[EXCERTO SELECIONADO]:
Vitória absoluta dos republicanos?
A única questão que parece estar em aberto no momento em que escrevemos este artigo é se assistiremos a uma vitória total dos republicanos. As previsões apontavam para que os republicanos tomassem o controlo do Senado aos democratas, mas os primeiros números apontam para a possibilidade de tomarem também a Câmara dos Representantes. “Seria um movimento sem precedentes. Seria a primeira vez na história que tanto o Senado como a Câmara mudariam de mãos ao mesmo tempo numa eleição, mas estamos a habituar-nos a viver em tempos sem precedentes”, reconhece a Columbia Threadneedle.
Se a maioria republicana no Congresso for alcançada, Raphael Gallardo, economista-chefe da Carmignac, prevê um renascimento da Reaganomics ao estilo dos anos 80, que inicialmente prolongaria o mercado de ações em alta e o ciclo económico até 2025. “Mas a agenda pró-empresarial de Trump seria feita à custa de taxas reais mais elevadas, o que representa novos riscos para o sistema financeiro mundial”, avisa.

[DADOS APRESENTADOS]:
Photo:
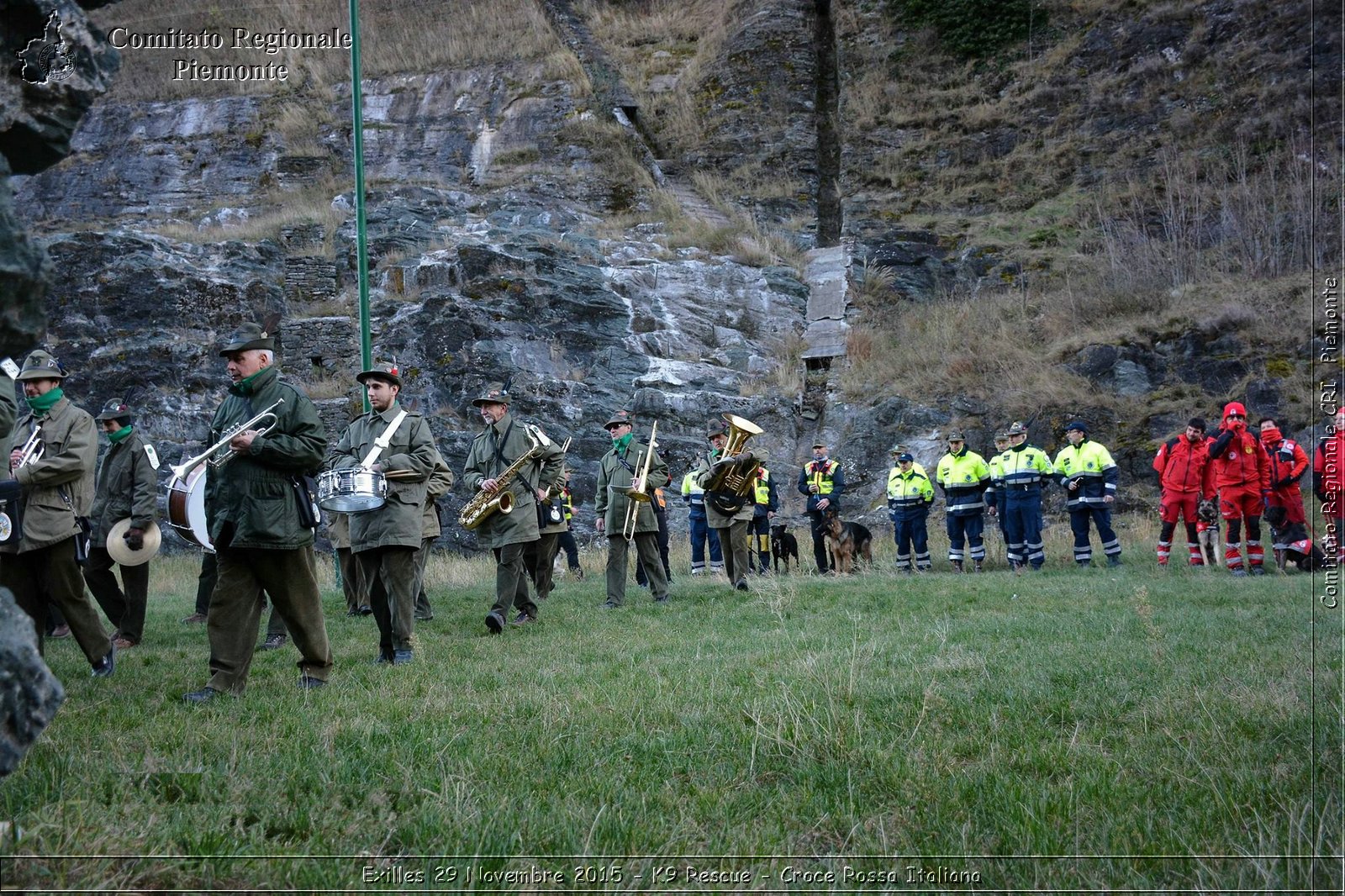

[INSTRUÇÃO ESCRITA]: Consegue reproduzir, sem qualquer alteração, o trecho do excerto sobre a possível vitória republicana que vai de "Vitória absoluta dos" até "a Columbia Threadneedle."?

[RESPOSTA CORRETA]:
Vitória absoluta dos republicanos?
A única questão que parece estar em aberto no momento em que escrevemos este artigo é se assistiremos a uma vitória total dos republicanos. As previsões apontavam para que os republicanos tomassem o controlo do Senado aos democratas, mas os primeiros números apontam para a possibilidade de tomarem também a Câmara dos Representantes. “Seria um movimento sem precedentes. Seria a primeira vez na história que tanto o Senado como a Câmara mudariam de mãos ao mesmo tempo numa eleição, mas estamos a habituar-nos a viver em tempos sem precedentes”, reconhece a Columbia Threadneedle.